Are you on Twitter? Here’s some advice on managing harassment.

Emma Bell, Ph.D.
4 min readNov 29, 2020

It’s been an odd couple of weeks for me. As a result, my Twitter-sphere has been busier than usual. While the vast majority of the feedback I’ve received has been polite, a small fraction has not. Strange men seem to believe I’m interested in their unsolicited opinions on my gender, sexuality, mental health, and appearance. Sometimes all at once. To clarify, I am not.

A cartoon of a person in side profile holding a phone. The light from the phone shines on their face.
Photo by visuals on Unsplash

I have no intention of leaving Twitter. It connects me with research scientists and healthcare workers around the world. I’ve received media requests and other opportunities via Twitter. An international graduate student once DMed me asking how to access local mental health support. I learned about the LGBTQ+ STEM Conference via Twitter. It’s a tool that makes me a more effective scientist and science communicator.

There are different ways to respond to social media harassment. Comedian Janey Godley and OB/GYN Dr. Jen Gunter take no prisoners. Food writer Jack Monroe takes legal action when necessary, talks about their trolls, and sometimes deletes tweets. Musician and artist Amanda Palmer simultaneously blocks while practising aggressive, radical empathy. I’m still working out the best method for me. I asked for advice and received practical suggestions, messages of support, and pictures of dogs. I’d like to share some of that in case it helps you too.

A word cloud in the shape of the Twitter logo. Some of the most prominent words include block, report, and mute.
Word cloud illustrating the advice I received on what to do with Twitter harassment.

As a data scientist, it’s my prerogative to visualise any and all data. The above word cloud (created with wordclouds.com), shows the frequency of each word in the replies to my tweet. I’ve removed stop words. The size of the word reflects how frequently it occurred in replies. As you can see the general advice is to mute, block, and report. It’s important to understand the differences between muting and blocking. I’ve described some of the key ones in the below table. Note that the effect of muting depends on whether you follow the user.

- **Task A**
Report only the number of lines in the records that contain the string "comma".

- **Extracted data**
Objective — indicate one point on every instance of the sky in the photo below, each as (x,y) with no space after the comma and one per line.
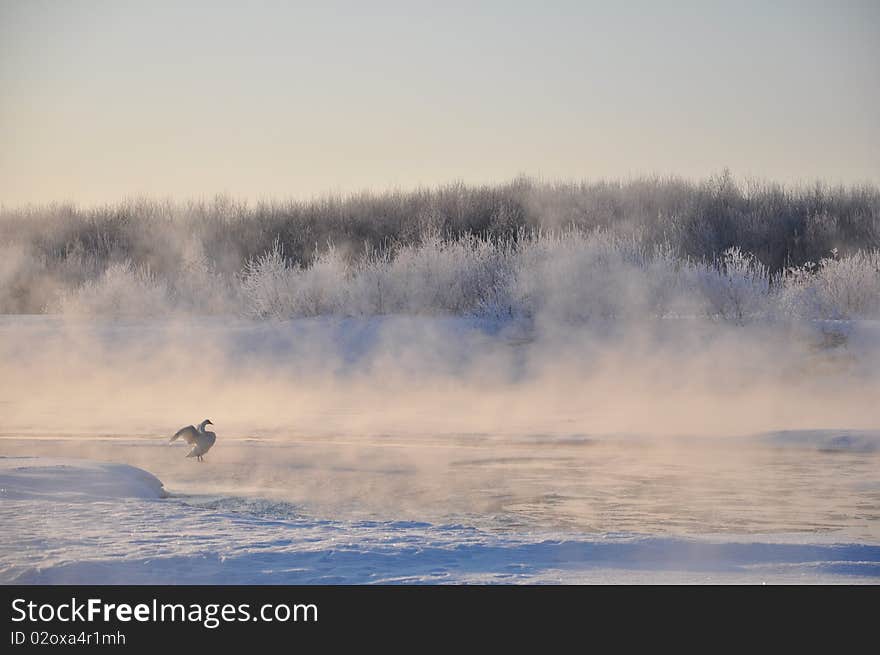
(103,100)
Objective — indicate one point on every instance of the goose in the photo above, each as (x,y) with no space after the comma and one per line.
(200,439)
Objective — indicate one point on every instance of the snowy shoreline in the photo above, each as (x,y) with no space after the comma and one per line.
(74,521)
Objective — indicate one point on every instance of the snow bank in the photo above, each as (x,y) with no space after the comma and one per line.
(71,480)
(857,441)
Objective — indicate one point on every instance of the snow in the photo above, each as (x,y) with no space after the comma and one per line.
(85,522)
(62,480)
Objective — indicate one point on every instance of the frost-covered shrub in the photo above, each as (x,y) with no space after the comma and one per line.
(735,287)
(122,290)
(835,288)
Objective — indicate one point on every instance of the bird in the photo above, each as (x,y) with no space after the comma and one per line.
(200,439)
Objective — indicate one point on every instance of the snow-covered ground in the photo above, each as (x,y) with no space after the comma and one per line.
(69,520)
(416,450)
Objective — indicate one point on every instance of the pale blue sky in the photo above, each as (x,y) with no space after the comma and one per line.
(101,100)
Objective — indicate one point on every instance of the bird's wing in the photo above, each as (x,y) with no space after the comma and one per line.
(189,434)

- **Task B**
In one to three sentences, explain why the writer of the Twitter harassment post has no plan to leave Twitter.

- **Complete output A**
10

- **Complete output B**
Twitter connects the writer with research scientists and healthcare workers around the world. It has also brought media requests and other opportunities. The writer calls it a tool that makes them a more effective scientist and science communicator.